──────── Extrait étudié ────────

Droit fiscal européen et international

Droit fiscal : les sources européennes et internationales du droit fiscal

Autorité supérieure des traités et des conventions internationales aux lois ratifiés. Art. 55 de la Constitution : « les traités ou accords régulièrement ratifiés ou approuvés ont, dès leur publication, une autorité supérieure à celle des lois, sous réserve, pour chaque accord ou traité de son application par l’autre partie ».

Principales sources internationales sont :

  1. Les conventions fiscales internationales

= nom donné à des traités dont l’objet est exclusivement fiscal. Environ 100 conventions internationales signées par la France qui est l’un des Etats qui en a signé le plus. Souvent les conventions reprennent une convention modèle de l’OCDE sur le revenu et la fortune, elle-même régulièrement modifiée.

Leur principal objectif est d’éviter et de résoudre les problèmes de double imposition = protection du contribuable. Mais aussi lutte contre fraude et évasions fiscales.

  1. Objet de la convention : éliminer les doubles impositions entre 2 Etats contractants pour leurs ressortissants nationaux à l’étranger.

Elles règlent les relations fiscales entre 2 Etats. Les Etats en présence dans une convention fiscale sont ainsi désignés :

– L’Etat de la source = d’où proviennent les revenus. Ex : lieu de situation de l’immeuble, lieu d’activité du contribuable bénéficiaire du revenu.

──────── Données enregistrées ────────

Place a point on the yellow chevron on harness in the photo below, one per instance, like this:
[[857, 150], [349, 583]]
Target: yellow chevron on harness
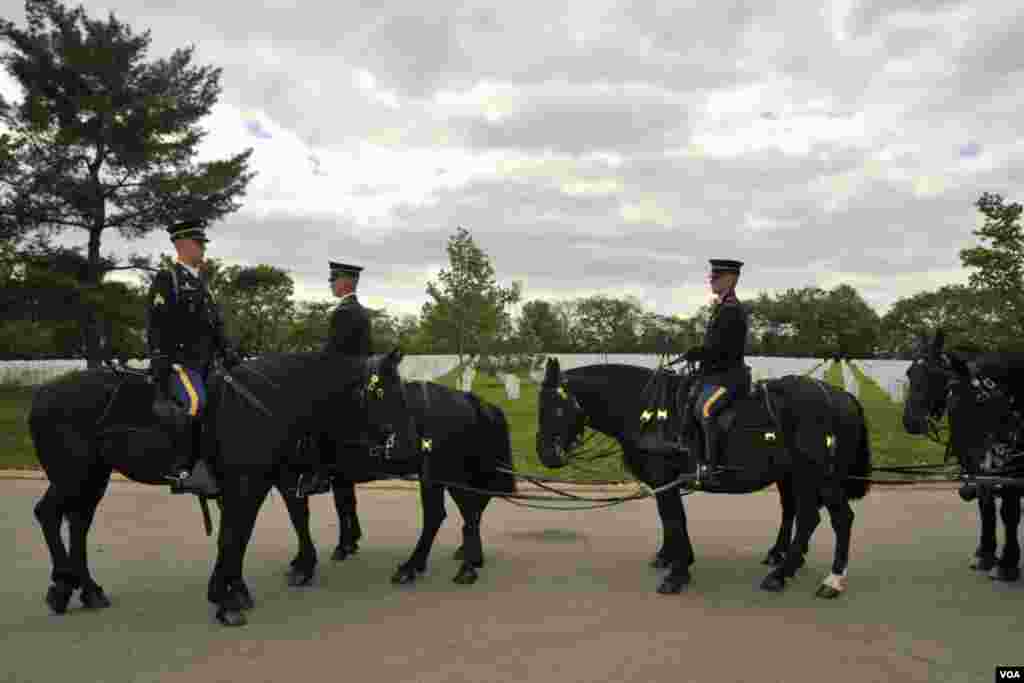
[[711, 401], [189, 389]]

────────

D'après l'extrait sur le droit fiscal, quel est le principal objectif des conventions fiscales internationales ?

Leur principal objectif est d'éviter et de résoudre les problèmes de double imposition.